Data lines:
-- start --
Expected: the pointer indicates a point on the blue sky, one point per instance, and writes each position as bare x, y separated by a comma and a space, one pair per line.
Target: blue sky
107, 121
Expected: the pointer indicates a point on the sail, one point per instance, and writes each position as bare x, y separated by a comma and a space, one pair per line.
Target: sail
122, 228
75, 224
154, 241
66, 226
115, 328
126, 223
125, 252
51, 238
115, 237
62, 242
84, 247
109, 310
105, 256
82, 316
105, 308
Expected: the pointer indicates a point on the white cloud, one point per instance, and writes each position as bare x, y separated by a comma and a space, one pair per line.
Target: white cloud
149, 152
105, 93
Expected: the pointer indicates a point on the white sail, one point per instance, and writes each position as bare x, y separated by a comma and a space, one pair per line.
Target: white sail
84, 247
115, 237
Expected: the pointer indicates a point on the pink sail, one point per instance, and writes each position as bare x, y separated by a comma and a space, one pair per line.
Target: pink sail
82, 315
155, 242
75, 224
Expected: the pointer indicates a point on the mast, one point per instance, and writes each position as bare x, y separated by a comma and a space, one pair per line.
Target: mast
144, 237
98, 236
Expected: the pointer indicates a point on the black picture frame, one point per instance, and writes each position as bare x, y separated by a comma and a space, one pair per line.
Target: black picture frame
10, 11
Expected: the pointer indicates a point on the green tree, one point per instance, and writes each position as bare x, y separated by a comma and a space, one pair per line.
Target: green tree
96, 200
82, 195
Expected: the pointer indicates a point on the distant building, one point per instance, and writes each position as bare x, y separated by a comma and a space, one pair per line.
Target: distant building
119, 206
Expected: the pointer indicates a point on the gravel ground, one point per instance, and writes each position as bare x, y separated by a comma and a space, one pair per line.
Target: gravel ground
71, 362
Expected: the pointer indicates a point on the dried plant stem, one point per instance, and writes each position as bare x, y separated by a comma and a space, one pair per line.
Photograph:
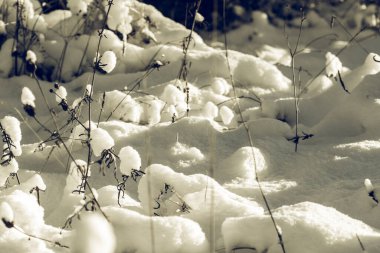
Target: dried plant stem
183, 72
97, 59
246, 127
57, 133
39, 238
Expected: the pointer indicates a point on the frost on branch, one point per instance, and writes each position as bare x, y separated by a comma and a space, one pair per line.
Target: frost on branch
6, 214
93, 235
27, 99
333, 65
100, 140
226, 114
129, 160
11, 127
107, 62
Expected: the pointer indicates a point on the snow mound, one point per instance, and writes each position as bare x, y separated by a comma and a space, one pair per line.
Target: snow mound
27, 213
101, 140
328, 231
93, 235
122, 106
129, 160
255, 72
171, 234
242, 165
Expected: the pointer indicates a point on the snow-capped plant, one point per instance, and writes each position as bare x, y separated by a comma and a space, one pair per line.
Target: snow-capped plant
154, 112
31, 57
78, 7
89, 92
226, 114
60, 94
108, 61
12, 135
129, 160
2, 27
210, 110
11, 126
74, 179
100, 140
119, 18
220, 86
94, 234
333, 65
172, 95
27, 99
6, 214
130, 163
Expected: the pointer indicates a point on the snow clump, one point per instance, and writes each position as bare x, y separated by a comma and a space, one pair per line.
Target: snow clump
210, 110
60, 94
11, 126
172, 95
129, 160
6, 213
93, 235
333, 65
31, 57
100, 140
226, 114
108, 61
27, 97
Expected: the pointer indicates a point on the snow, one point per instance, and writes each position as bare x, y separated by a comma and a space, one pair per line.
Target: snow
201, 151
329, 231
210, 110
31, 57
226, 114
333, 65
129, 160
11, 126
61, 94
220, 86
171, 234
172, 95
108, 61
27, 97
100, 140
368, 185
6, 212
93, 235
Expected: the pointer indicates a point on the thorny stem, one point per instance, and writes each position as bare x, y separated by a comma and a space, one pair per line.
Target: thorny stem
304, 89
293, 53
186, 44
246, 127
97, 59
64, 144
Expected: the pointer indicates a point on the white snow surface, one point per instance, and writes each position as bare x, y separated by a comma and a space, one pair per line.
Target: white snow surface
27, 97
129, 160
207, 148
100, 140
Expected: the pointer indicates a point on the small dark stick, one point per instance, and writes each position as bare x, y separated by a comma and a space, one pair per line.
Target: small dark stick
342, 83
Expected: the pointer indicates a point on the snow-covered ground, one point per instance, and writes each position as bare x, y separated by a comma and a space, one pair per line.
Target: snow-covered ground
175, 159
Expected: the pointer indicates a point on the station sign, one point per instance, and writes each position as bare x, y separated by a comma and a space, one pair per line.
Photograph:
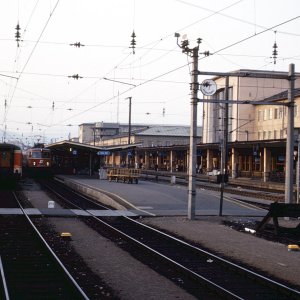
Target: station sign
104, 153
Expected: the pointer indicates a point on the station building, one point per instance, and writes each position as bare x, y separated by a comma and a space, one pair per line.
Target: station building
256, 133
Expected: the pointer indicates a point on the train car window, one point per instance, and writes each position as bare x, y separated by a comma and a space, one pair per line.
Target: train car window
36, 155
46, 154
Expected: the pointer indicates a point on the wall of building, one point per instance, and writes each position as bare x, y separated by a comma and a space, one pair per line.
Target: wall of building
243, 124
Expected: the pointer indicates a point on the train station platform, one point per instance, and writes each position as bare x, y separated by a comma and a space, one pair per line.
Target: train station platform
153, 199
59, 212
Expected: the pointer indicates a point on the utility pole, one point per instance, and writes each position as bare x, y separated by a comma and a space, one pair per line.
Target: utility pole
297, 171
129, 121
194, 53
290, 137
224, 149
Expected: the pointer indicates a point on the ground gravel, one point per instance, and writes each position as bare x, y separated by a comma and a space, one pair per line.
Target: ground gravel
269, 257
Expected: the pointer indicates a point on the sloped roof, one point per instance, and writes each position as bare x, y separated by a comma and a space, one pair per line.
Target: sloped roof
283, 95
168, 131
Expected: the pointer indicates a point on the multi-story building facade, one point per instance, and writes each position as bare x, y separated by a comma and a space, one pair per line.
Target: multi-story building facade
252, 124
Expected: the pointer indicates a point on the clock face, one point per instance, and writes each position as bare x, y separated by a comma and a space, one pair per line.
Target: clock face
208, 87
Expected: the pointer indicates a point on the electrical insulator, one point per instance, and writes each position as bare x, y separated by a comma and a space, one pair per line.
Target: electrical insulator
18, 35
133, 42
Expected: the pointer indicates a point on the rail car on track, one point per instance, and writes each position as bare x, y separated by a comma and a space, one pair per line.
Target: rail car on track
10, 165
37, 162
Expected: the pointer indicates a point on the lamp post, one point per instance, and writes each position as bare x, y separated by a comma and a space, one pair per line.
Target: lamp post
193, 129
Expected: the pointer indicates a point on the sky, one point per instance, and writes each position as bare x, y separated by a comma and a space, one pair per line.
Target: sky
41, 101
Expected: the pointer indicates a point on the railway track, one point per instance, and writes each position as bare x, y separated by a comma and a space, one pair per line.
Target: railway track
203, 274
29, 268
246, 191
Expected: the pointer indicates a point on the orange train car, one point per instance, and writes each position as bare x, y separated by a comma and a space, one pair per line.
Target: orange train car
10, 165
37, 162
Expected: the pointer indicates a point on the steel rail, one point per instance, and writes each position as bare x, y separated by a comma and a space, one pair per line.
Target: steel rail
51, 251
3, 280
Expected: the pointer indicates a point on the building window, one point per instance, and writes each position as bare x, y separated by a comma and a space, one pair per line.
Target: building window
264, 135
259, 135
259, 116
265, 114
281, 133
269, 135
276, 113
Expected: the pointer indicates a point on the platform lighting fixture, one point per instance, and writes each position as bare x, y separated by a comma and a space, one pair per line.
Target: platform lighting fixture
77, 45
194, 53
275, 52
75, 76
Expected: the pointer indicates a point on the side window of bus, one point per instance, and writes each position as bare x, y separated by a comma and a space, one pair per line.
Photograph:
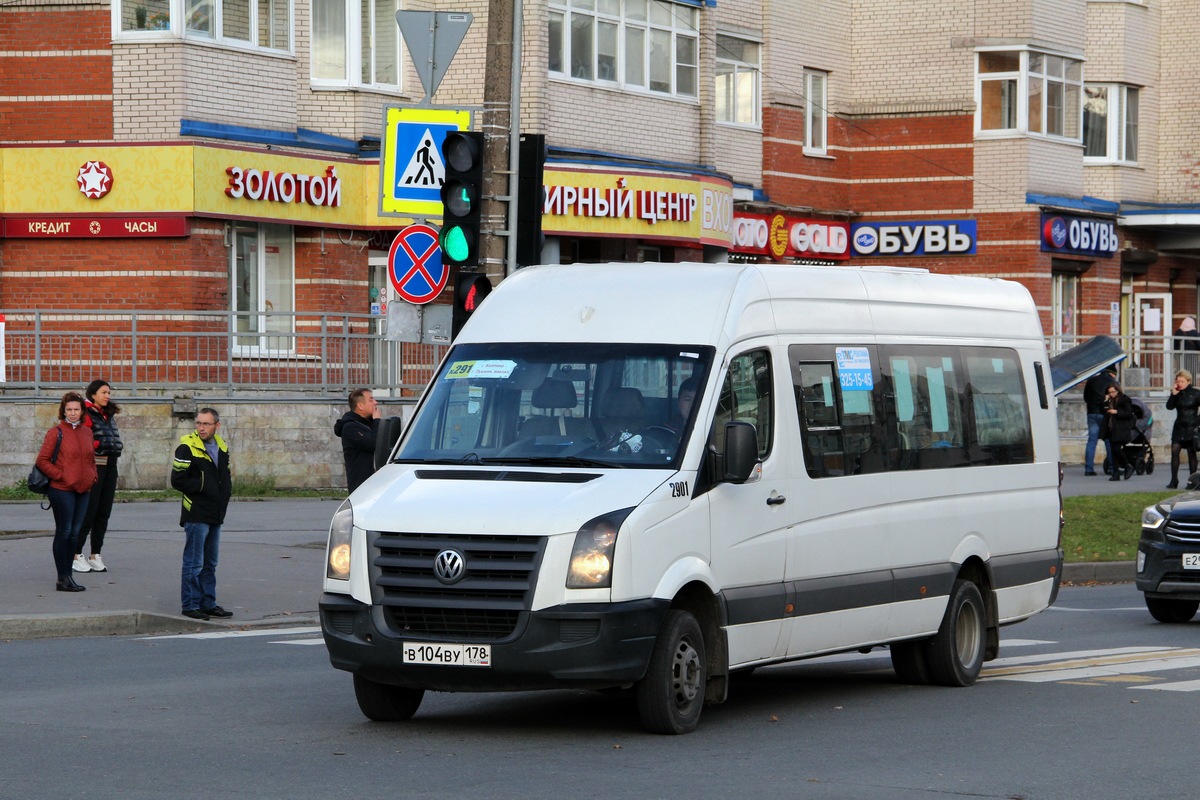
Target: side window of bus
928, 408
837, 425
1000, 408
747, 397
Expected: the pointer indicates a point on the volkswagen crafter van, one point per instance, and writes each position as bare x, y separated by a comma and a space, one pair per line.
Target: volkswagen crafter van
648, 476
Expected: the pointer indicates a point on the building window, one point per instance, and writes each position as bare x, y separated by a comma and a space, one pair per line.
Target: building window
1065, 310
640, 44
1110, 122
815, 114
263, 266
1025, 91
355, 43
264, 24
737, 80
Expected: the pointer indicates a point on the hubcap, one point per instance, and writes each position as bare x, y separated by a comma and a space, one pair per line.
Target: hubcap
687, 673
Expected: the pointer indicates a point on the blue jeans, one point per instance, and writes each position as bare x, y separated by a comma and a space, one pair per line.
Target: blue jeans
70, 509
198, 581
1093, 435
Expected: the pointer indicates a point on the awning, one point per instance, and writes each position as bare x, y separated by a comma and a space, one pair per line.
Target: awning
1083, 361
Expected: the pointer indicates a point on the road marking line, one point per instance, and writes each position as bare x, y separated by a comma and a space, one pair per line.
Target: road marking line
1179, 686
233, 635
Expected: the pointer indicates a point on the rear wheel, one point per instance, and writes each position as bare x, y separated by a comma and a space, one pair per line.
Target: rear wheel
1171, 611
910, 662
955, 653
671, 696
385, 703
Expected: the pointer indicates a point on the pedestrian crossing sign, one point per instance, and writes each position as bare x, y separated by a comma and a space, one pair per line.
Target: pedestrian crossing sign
411, 169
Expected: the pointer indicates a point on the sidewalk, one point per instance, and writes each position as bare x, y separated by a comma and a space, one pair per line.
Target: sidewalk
269, 573
270, 570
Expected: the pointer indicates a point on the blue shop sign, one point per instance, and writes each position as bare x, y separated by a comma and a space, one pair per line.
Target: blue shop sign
1063, 233
915, 238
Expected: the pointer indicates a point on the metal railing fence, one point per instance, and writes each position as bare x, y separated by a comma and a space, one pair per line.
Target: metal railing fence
157, 352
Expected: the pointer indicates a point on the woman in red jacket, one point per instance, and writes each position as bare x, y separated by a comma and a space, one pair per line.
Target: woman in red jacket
72, 473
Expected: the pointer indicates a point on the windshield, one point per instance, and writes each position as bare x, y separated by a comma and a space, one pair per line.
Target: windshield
559, 404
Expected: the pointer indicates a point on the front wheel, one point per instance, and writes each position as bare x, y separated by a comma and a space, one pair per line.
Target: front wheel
671, 695
385, 703
955, 653
1171, 611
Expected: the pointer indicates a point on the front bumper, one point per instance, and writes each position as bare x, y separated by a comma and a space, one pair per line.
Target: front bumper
583, 645
1163, 575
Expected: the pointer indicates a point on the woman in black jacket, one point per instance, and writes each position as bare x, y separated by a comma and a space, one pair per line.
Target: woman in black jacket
107, 444
1186, 401
1119, 429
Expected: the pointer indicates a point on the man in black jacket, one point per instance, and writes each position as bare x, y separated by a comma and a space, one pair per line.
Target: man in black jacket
358, 428
201, 471
1093, 397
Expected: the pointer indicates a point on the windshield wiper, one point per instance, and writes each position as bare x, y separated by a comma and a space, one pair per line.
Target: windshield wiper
551, 461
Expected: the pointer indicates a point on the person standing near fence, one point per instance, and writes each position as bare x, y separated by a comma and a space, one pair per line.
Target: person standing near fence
107, 444
66, 457
357, 428
201, 471
1185, 401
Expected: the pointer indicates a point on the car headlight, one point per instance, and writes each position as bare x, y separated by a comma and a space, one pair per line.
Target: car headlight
1152, 518
337, 552
592, 555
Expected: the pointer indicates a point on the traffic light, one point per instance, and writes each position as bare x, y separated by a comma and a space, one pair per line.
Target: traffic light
462, 197
469, 289
531, 199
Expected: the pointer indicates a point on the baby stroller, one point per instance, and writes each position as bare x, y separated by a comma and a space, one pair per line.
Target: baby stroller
1138, 449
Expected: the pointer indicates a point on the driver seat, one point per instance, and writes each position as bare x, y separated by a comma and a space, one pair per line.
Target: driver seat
553, 395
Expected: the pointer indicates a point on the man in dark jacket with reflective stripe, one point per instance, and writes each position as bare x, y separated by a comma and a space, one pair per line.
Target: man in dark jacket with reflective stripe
357, 429
201, 471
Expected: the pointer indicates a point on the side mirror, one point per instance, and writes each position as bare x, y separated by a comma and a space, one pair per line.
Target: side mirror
741, 451
387, 437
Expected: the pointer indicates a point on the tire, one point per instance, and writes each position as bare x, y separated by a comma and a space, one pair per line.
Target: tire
910, 662
955, 653
1171, 611
671, 696
385, 703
-- end --
Directions for this task: From the line with "windshield wiper, one" to the last line of the material, give every line again exactly, and only those lines.

Finished task:
Expected: the pointer indicates a point on the windshield wiper, one point per instance, and writes each position as bare x, y separated by a comma and a space, one pair per line.
Target: windshield wiper
551, 461
Expected: the pointer indicates a point on the person standing near fence, one point per instance, and writes each position as bare x, y separated by a comma and a space, one pair per line.
Target: person standing near fence
107, 444
66, 457
357, 428
201, 471
1185, 401
Expected: the pointer indicates a point on the car headlight, one point per instance, and writes each position as bare x, y separated by a comma and a space, one pair per line.
Target: car headlight
1152, 518
337, 552
592, 555
Expected: the pointer indicates a point on the traffic light, one point per instance, and writes each position as bare x, y separated by a comma and a space, one pair per line.
Target: traffic light
462, 197
469, 289
531, 199
Expected: the pointer indicates a point on the baby stroller, one point per instance, and writes each position as bare x, y separated by a comma and a space, one pair per line.
Target: baby stroller
1138, 449
Expected: the pointer indicates a point on the driver seat, one point per instance, and writes each position as bare x, y separated by a comma and a space, one pair per line.
Target: driver seat
553, 395
Expected: the pointer indicates a point on the man in dark jacket with reflective stripe, one point per instance, and writes each position as bare x, y separated by a comma and a space, one pair per line.
Target: man in dark jacket with reflective stripe
357, 429
201, 471
Expected: the pointer indicates a point on the side mirror, one point per instance, and writes each position as bare x, y separated by a comma and a space, one pair per line.
Target: side mirror
741, 451
387, 437
Expected: the pointer indicates a point on the tire, one point per instance, and writes each position as bare x, y separated by a comma and a space, one pair per line.
Target: tire
910, 662
955, 653
1171, 611
671, 696
385, 703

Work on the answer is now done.